===== Input data

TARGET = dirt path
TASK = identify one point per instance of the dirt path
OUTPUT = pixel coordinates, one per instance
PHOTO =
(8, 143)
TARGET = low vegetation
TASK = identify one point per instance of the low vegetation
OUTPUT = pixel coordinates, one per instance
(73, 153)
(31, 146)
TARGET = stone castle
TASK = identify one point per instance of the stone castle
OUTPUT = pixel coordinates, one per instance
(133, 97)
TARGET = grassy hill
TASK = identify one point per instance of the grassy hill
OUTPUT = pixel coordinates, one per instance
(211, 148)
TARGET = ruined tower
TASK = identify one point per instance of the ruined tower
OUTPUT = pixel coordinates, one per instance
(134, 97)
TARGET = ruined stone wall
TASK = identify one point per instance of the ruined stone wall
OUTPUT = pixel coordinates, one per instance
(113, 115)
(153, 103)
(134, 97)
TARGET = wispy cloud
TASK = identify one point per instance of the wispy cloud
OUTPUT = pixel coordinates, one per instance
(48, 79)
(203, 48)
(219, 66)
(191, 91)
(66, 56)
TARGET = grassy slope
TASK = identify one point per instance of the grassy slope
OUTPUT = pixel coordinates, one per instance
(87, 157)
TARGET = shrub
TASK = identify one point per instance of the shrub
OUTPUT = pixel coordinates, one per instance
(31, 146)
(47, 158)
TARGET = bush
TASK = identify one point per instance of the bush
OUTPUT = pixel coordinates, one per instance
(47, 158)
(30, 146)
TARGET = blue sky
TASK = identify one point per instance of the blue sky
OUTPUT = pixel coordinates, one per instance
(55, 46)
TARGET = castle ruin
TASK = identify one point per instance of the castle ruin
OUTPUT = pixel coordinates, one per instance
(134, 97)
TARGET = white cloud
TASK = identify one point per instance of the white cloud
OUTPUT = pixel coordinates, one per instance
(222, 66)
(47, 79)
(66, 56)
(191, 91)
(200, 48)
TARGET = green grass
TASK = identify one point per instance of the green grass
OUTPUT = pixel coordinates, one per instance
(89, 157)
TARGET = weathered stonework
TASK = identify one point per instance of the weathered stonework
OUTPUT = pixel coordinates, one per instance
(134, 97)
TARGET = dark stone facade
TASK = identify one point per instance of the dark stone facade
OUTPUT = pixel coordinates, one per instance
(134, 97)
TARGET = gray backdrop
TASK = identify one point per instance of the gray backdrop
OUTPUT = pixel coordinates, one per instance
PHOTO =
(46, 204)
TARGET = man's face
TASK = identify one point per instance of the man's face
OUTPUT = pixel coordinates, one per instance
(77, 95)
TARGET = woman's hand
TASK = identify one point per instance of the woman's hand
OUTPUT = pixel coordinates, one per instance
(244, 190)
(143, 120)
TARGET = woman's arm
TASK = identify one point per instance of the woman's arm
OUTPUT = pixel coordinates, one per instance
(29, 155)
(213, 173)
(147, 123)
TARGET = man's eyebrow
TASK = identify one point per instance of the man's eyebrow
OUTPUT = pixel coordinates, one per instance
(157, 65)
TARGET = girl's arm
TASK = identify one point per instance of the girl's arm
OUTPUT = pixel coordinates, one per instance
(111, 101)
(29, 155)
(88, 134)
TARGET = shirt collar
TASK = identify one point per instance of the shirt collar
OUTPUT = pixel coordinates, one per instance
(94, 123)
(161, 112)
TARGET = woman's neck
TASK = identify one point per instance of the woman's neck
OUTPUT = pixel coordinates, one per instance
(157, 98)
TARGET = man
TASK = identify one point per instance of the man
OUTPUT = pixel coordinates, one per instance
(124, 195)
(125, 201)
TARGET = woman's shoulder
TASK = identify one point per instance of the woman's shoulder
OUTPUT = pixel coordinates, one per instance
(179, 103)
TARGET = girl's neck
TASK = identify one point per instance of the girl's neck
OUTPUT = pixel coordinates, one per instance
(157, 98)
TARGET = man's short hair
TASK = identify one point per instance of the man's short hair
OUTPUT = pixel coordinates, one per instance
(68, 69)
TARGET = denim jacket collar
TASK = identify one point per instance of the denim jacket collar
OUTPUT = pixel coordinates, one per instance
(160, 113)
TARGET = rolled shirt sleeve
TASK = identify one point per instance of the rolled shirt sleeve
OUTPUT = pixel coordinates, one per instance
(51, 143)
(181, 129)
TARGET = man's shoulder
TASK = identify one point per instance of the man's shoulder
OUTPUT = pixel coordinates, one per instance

==========

[The task] Repeat all of the records, letter for letter.

[Your solution]
TARGET = dirt path
TASK = identify one point per instance of the dirt path
OUTPUT = pixel coordinates, one per instance
PHOTO =
(8, 143)
TARGET = low vegetation
TASK = identify one point per instance of the low vegetation
OUTPUT = pixel coordinates, one per instance
(73, 153)
(31, 146)
TARGET = stone castle
TASK = identify one point per instance of the stone castle
OUTPUT = pixel coordinates, one per instance
(133, 97)
TARGET = grassy hill
TASK = identify one point per instance of the grassy hill
OUTPUT = pixel coordinates, one per instance
(211, 148)
TARGET = ruined tower
TASK = identify one point per instance of the ruined tower
OUTPUT = pixel coordinates, one per instance
(134, 97)
TARGET = ruined stone wall
TASK = identify one point per instance of the ruined stone wall
OUTPUT = pixel coordinates, one per instance
(113, 115)
(153, 103)
(134, 97)
TARGET = wispy cloud
TASK = identify one point per instance of the wispy cloud
OUTPUT = pixel coordinates, one per instance
(48, 79)
(203, 48)
(219, 66)
(191, 91)
(66, 56)
TARGET = grassy slope
TASK = identify one point per instance of the grassy slope
OUTPUT = pixel coordinates, one per instance
(87, 157)
TARGET = shrub
TASK = identify one point per instance of the shrub
OUTPUT = pixel coordinates, one per instance
(31, 146)
(47, 158)
TARGET = bush
TASK = identify one point per instance of the bush
OUTPUT = pixel coordinates, one per instance
(47, 158)
(30, 146)
TARGET = blue sky
TASK = identify one point per instance of the blue sky
OUTPUT = pixel coordinates, one per instance
(55, 46)
TARGET = castle ruin
TASK = identify one point per instance of the castle ruin
OUTPUT = pixel coordinates, one per instance
(134, 97)
TARGET = white cloud
TASK = identify one point per instance of the white cloud
OUTPUT = pixel coordinates, one per instance
(222, 66)
(47, 79)
(66, 56)
(191, 91)
(200, 48)
TARGET = green grass
TASK = identify one point per instance of the green grass
OUTPUT = pixel coordinates, one per instance
(89, 157)
TARGET = weathered stonework
TASK = identify one point per instance of the weathered stonework
OUTPUT = pixel coordinates, one per instance
(134, 97)
TARGET = dark stone facade
TASK = identify one point per instance of the dark stone facade
OUTPUT = pixel coordinates, one per instance
(134, 97)
TARGET = gray backdrop
TASK = identify one point per instance of the gray backdrop
OUTPUT = pixel coordinates, one per instance
PHOTO =
(46, 204)
TARGET = man's face
TASK = identify one point per instance of the man's face
OUTPUT = pixel coordinates, one per instance
(77, 95)
TARGET = woman's hand
TASK = identify one point per instance of the woman's hand
OUTPUT = pixel coordinates, one per instance
(244, 190)
(143, 120)
TARGET = woman's arm
TASK = identify one point per instance of the woman's arm
OUTPUT = pixel coordinates, one per instance
(29, 155)
(213, 173)
(147, 123)
TARGET = man's eyebrow
TASK = identify one point per instance of the man's eyebrow
OUTPUT = pixel coordinates, one per instance
(157, 65)
TARGET = girl's arm
TASK = identify one point per instance of the girl's arm
OUTPUT = pixel coordinates, one per instance
(111, 101)
(29, 155)
(88, 134)
TARGET = shirt collar
TASK = identify one point per instance of the shirt collar
OUTPUT = pixel coordinates, one per instance
(94, 123)
(161, 112)
TARGET = woman's neck
TASK = identify one point per instance of the woman's neck
OUTPUT = pixel coordinates, one per instance
(157, 98)
TARGET = man
TASK = identify one point per instance of the man
OUTPUT = pixel coordinates, one per instance
(124, 195)
(125, 201)
TARGET = woman's shoulder
TASK = identify one point per instance of the woman's shoulder
OUTPUT = pixel coordinates, one per instance
(179, 103)
TARGET = girl's neck
TASK = identify one point per instance of the girl's neck
OUTPUT = pixel coordinates, one per instance
(157, 98)
TARGET = man's short hair
TASK = identify one point per instance of the man's short hair
OUTPUT = pixel coordinates, one per instance
(68, 69)
TARGET = denim jacket collar
TASK = identify one point per instance of the denim jacket collar
OUTPUT = pixel coordinates, one per instance
(160, 113)
TARGET = rolled shirt sleeve
TASK = identify one point per instance of the rolled shirt sleeve
OUTPUT = pixel coordinates, one per instance
(51, 143)
(181, 129)
TARGET = man's shoulder
TASK = identify one point per instance of the man's shoulder
OUTPUT = pixel coordinates, one per instance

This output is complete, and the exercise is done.